### WHAT IS NEEDED
What appears from the line containing "of the bright" to the end of the listing below should be copied exactly, with no other lines.

_ _ _

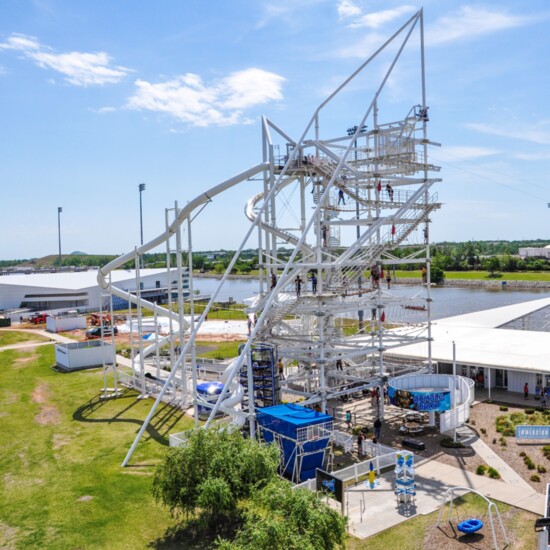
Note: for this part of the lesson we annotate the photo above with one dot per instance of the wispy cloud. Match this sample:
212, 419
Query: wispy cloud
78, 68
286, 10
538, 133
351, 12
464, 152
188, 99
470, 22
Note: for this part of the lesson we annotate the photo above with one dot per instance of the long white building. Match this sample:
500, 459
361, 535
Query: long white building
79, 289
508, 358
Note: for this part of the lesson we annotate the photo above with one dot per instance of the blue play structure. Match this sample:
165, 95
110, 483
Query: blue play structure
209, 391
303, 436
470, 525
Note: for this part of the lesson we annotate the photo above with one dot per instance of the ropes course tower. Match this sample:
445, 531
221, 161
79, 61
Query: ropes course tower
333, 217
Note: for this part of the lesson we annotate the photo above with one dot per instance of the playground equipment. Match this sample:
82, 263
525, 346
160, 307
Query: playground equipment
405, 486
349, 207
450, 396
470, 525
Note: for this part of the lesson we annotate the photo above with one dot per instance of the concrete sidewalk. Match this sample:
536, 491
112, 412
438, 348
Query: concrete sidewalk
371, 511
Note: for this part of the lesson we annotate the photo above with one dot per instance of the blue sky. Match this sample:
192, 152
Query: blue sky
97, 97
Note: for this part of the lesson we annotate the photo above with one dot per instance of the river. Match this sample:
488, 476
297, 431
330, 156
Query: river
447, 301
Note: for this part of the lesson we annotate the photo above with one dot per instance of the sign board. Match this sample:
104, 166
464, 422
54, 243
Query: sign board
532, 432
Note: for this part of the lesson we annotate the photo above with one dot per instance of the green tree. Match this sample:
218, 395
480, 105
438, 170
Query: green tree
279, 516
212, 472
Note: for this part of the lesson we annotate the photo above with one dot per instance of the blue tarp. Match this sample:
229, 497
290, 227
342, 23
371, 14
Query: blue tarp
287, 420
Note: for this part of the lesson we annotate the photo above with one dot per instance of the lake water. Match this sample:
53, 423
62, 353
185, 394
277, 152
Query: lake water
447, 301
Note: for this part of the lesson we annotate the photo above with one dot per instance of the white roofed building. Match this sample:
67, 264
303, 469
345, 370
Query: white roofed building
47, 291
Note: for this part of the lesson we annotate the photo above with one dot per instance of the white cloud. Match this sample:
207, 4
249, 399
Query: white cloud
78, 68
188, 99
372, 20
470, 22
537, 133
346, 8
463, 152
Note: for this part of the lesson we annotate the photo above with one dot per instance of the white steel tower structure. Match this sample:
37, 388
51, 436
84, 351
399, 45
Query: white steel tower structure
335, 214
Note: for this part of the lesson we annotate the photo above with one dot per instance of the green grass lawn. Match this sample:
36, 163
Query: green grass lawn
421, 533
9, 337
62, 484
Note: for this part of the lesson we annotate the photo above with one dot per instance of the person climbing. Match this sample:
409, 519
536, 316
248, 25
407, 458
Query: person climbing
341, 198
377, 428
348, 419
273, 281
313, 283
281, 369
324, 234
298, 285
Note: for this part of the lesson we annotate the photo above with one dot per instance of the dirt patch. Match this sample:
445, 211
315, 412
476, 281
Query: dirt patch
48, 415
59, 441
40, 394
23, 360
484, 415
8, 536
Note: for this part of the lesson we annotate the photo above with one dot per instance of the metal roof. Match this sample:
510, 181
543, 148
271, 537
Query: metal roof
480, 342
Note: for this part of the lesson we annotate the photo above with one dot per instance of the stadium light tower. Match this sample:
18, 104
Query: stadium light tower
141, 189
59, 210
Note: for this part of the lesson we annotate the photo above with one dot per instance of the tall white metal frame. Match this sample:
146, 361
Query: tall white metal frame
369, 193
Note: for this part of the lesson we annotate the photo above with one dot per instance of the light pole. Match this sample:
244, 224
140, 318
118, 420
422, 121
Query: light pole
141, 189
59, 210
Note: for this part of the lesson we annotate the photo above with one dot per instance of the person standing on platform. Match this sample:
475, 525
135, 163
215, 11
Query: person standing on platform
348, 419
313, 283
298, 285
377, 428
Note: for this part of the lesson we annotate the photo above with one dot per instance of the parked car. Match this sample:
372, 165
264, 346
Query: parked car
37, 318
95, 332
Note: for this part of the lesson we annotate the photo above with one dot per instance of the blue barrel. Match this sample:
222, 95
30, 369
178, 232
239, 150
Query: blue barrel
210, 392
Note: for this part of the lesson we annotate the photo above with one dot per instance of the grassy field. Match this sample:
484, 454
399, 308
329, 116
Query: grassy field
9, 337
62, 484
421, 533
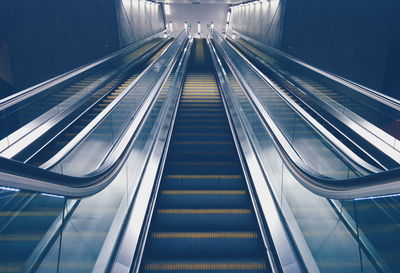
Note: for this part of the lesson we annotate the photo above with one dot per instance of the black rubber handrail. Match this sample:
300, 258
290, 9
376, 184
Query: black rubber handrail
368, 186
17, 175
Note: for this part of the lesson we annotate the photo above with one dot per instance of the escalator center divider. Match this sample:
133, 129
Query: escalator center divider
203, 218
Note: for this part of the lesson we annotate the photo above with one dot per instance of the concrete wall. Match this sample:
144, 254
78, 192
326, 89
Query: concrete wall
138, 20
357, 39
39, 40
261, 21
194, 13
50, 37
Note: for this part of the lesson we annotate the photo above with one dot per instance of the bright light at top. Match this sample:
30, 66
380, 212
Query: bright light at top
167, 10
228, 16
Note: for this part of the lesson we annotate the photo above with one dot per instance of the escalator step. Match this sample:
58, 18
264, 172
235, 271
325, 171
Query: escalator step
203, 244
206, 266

_ _ _

### TASK ANSWER
Note: for this part of the lesson we annotate the photo above with one dot per instance of the bright light at top. Match this sample:
30, 66
380, 212
Query: bright light at top
167, 10
228, 16
Note: for this part of the lesson we annotate the photo above with one dot per instance of the escalator step. Match this sample:
58, 18
264, 172
235, 271
325, 171
Query: escalator step
203, 244
206, 266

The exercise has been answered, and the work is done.